From the line that includes "Target: overcast sky" down to the final line of the data below, copy every line exactly and leave the rest out.

....

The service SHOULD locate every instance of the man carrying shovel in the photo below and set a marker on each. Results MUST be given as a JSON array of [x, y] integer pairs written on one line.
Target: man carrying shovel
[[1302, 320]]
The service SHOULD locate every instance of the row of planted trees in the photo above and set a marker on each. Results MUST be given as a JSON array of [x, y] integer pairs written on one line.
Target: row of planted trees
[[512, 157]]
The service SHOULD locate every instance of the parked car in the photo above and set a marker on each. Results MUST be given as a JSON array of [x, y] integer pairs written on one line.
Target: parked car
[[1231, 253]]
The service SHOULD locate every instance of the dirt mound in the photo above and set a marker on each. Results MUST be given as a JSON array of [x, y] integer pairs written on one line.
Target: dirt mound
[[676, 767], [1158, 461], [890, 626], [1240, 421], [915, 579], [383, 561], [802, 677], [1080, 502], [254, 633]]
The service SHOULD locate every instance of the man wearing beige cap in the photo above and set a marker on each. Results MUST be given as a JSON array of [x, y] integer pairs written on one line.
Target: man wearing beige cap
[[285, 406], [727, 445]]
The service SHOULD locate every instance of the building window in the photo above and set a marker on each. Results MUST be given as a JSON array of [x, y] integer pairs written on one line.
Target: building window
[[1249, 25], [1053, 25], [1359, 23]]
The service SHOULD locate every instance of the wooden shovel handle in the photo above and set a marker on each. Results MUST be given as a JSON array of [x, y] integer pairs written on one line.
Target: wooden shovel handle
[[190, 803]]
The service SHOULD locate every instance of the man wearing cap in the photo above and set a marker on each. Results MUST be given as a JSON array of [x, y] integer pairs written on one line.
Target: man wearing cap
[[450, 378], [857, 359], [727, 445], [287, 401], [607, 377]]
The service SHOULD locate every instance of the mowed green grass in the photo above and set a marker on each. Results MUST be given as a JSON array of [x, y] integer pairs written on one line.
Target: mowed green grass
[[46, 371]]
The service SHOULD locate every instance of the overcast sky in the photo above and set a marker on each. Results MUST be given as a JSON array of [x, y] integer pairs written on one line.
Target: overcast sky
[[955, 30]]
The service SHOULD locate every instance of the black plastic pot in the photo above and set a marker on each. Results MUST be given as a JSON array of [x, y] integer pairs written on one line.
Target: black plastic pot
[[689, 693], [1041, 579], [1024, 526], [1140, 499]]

....

> EXERCISE RESPONSE
Target: overcast sky
[[955, 30]]
The service SHOULD locate every instance of the black plastic pot in the photo above and set a marker on each. Results MUST be given as a JSON array of [x, y] integer pairs written on one line.
Target: black plastic pot
[[689, 693], [1041, 579], [1024, 526], [1140, 499]]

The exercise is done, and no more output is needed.